SET OF TASKS
1) According to the article on the song "Freedom," which studio was the song recorded in?
2) From the "Freedom" article, reproduce everything from "Beyoncé performed the" down to "gospel rock song.".

EXCERPT TO READ
<<<<
Single by Beyoncé featuring Kendrick Lamar

from the album Lemonade
- Released: September 9, 2016
- Recorded: 2016
- Studio: The Beehive (Los Angeles)
- Genre: Gospel rock
- Length: 4:50
- Label: Parkwood; Columbia;
- Songwriters: Jonny Coffer; Beyoncé; Carla Marie Williams; Dean McIntosh; Kendrick Lamar; Frank Tirado; Alan Lomax; John Lomax, Sr.;
- Producers: Coffer; Beyoncé; Just Blaze;

Beyoncé singles chronology
| "Hold Up" (2016) | "Freedom" (2016) | "All Night" (2016) |

Kendrick Lamar singles chronology
| "The Greatest" (2016) | "Freedom" (2016) | "Really Doe" (2016) |

Audio video
- "Freedom" on YouTube

= Freedom (Beyoncé song) =

"Freedom" is a song by the American singer Beyoncé featuring the American rapper Kendrick Lamar. It is the tenth track on her sixth studio album, Lemonade (2016), released through Parkwood Entertainment and Columbia Records. The song's music video is part of Beyoncé's 2016 film Lemonade, aired on HBO alongside the album's release. In the years since, the song has become an anthem for various social and political movements, most notably Kamala Harris' 2024 presidential campaign.

Beyoncé performed the song live as part of the set list of The Formation World Tour (2016), and at the 2016 BET Awards with Lamar. It received a nomination for Best Rap/Sung Performance at the 2017 Grammy Awards.

The song contains samples of "Let Me Try" (1969) by Kaleidoscope, as well as "Collection Speech/Unidentified Lining Hymn" (1959) and "Stewball" (1947), performed by Prisoner "22" at Mississippi State Penitentiary at Parchman.

==Background==
On February 7, 2016, Beyoncé performed at the Super Bowl halftime show with Coldplay, Bruno Mars and Mark Ronson. She entered debuting a new single, "Formation", which would later be recontextualized as the lead single for Lemonade (2016). Immediately after the performance, a commercial announcing The Formation World Tour aired with the then-unknown instrumental of "Freedom". Musically, it is a gospel rock song.

==Video and release==
"Freedom" was released within Lemonade on April 23, 2016. The album's film of the same name simultaneously aired on HBO. The film includes the music video for "Freedom", which has exclusively streamed on Tidal ever since. On the three-year anniversary of Lemonade, the album became available on all music streaming services. However, the film, and by extension "Freedom" music video, are still exclusively on Tidal.

==Composition==
"Freedom" contains three musical samples: "Let Me Try", written by Frank Tirado, performed by Kaleidoscope; "Collection Speech/Unidentified Lining Hymn" (1959) and recorded by Alan Lomax, performed by Reverend R.C. Crenshaw; and "Stewball" (1947), recorded by Alan Lomax and John Lomax, Sr., performed by Prisoner "22" at Mississippi State Penitentiary at Parchman.

The spoken voice audio at the end of the song which starts with, "I had my ups and down..." is from Hattie White, Jay-Z's grandmother, at her 90th birthday party. A clip from the gathering of her speaking is included in the video "All Night" which is part of the Lemonade visual album.
>>>>
DATA EXCERPT
<<<<
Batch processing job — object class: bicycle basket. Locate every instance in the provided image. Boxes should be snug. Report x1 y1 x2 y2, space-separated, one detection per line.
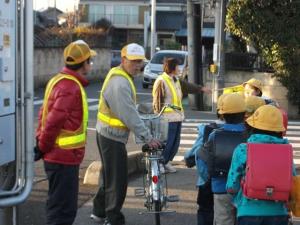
>>>>
THE ANSWERS
1) The Beehive in Los Angeles.

2)
Beyoncé performed the song live as part of the set list of The Formation World Tour (2016), and at the 2016 BET Awards with Lamar. It received a nomination for Best Rap/Sung Performance at the 2017 Grammy Awards.

The song contains samples of "Let Me Try" (1969) by Kaleidoscope, as well as "Collection Speech/Unidentified Lining Hymn" (1959) and "Stewball" (1947), performed by Prisoner "22" at Mississippi State Penitentiary at Parchman.

==Background==
On February 7, 2016, Beyoncé performed at the Super Bowl halftime show with Coldplay, Bruno Mars and Mark Ronson. She entered debuting a new single, "Formation", which would later be recontextualized as the lead single for Lemonade (2016). Immediately after the performance, a commercial announcing The Formation World Tour aired with the then-unknown instrumental of "Freedom". Musically, it is a gospel rock song.